原文抜粋:
************
人形浄瑠璃 平成三十年四月公演(初日所見)  

第一部
『本朝廿四孝』
「桔梗原」
  口、マクラが出来て、八汐と老女形の会話が十分となると、次は「草履打」が語れて「政岡忠義」まで視野に入ってくる。すなわち、四段目語りの誕生であり、今後の稽古上達次第では摂津大掾の再来まで見越せるかもしれない。そのためにも、指導者的立場の相三味線がほしいところである。もっとも、今回組んだ団吾がいけないということではない(ただし音色がポコポコ言っていたから拵えは不十分というべきか)。しかも立端場の端場としてあくまでも軽く捌くという大原則も外さずで、いずれ嶋太夫門下四天王の一人と呼ばれるようになるだろう芳穂である。
  奥、ずっと師匠木瓜紋の見台を使っていたが、今回酢漿草紋の紫房で蒔絵も美しい新調の見台であった。もちろんそれに相応しい語りで、文字久という幼名をいつまでも引き摺っている場合ではないと思うのだが。冒頭「こゝに信州〜」のヨミに注意が払われ、慈悲蔵のコトバに真情がこもって、随分と上達したものだと感じる。「包み廻せし絹の香の」以下の足取りが面白く、ここらすべては三味線団七の指導の力も大きいのだろうと思わせた。越名弾正の出となり、今この大きなカシラを作らずに語れるのは彼のみと言ってよく、自然に映って面白い。全体として、切語りが余裕を持って立端場を勤めている感じにまで至っているが、それだけに切場の前ではないし遠慮せずより開放的に動いてよい。
  人形は、丸目の金時高坂弾正に魅力不足を感じたが、それは文司がやはり前受けを望まないタイプなのかもしれないが、せっかくの美味しい役どころしかも床が十二分に働かしてくれる状態であるから、損をしているようで勿体ない。なお、大道具の背景が近代日本画然としたものであったが、書割としてはどうであろうか。考え方には二通りある。

「口上」
  ずらりと並んだ人形陣。玉助は近代の大名跡と言ってよいが、この若さだから行き着く先をまだあると考えてかもしれない。大きく、良く動いて、荒物遣いもと、玉助の名にふさわしい希望が述べられるが、幸助ならばと期待を抱かせる。

「景勝下駄」
************
データ部:
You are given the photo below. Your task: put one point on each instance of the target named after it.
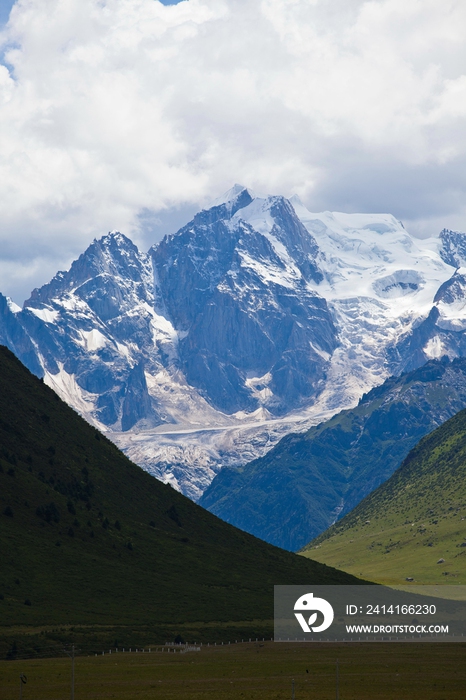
************
課題一覧:
**1.** 公演評の中から、「人形浄瑠璃 平成三十年四月公演(初日所見)」から「せずより開放的に動いてよい。」までの部分を、一字も変えずに繰り返して書きなさい。
**2.** 公演評の「桔梗原」の人形について、筆者は文司が損をしているようで勿体ないと述べている。その理由を一〜三文で説明しなさい。
データ部の行はここでは使わない。

解答一覧:
**1.**
人形浄瑠璃 平成三十年四月公演(初日所見)  

第一部
『本朝廿四孝』
「桔梗原」
  口、マクラが出来て、八汐と老女形の会話が十分となると、次は「草履打」が語れて「政岡忠義」まで視野に入ってくる。すなわち、四段目語りの誕生であり、今後の稽古上達次第では摂津大掾の再来まで見越せるかもしれない。そのためにも、指導者的立場の相三味線がほしいところである。もっとも、今回組んだ団吾がいけないということではない(ただし音色がポコポコ言っていたから拵えは不十分というべきか)。しかも立端場の端場としてあくまでも軽く捌くという大原則も外さずで、いずれ嶋太夫門下四天王の一人と呼ばれるようになるだろう芳穂である。
  奥、ずっと師匠木瓜紋の見台を使っていたが、今回酢漿草紋の紫房で蒔絵も美しい新調の見台であった。もちろんそれに相応しい語りで、文字久という幼名をいつまでも引き摺っている場合ではないと思うのだが。冒頭「こゝに信州〜」のヨミに注意が払われ、慈悲蔵のコトバに真情がこもって、随分と上達したものだと感じる。「包み廻せし絹の香の」以下の足取りが面白く、ここらすべては三味線団七の指導の力も大きいのだろうと思わせた。越名弾正の出となり、今この大きなカシラを作らずに語れるのは彼のみと言ってよく、自然に映って面白い。全体として、切語りが余裕を持って立端場を勤めている感じにまで至っているが、それだけに切場の前ではないし遠慮せずより開放的に動いてよい。

**2.** 高坂弾正はせっかくの美味しい役どころである。しかも床が十二分に働かしてくれる状態でもある。それなのに筆者は丸目の金時の高坂弾正に魅力不足を感じたので、勿体ないと述べている。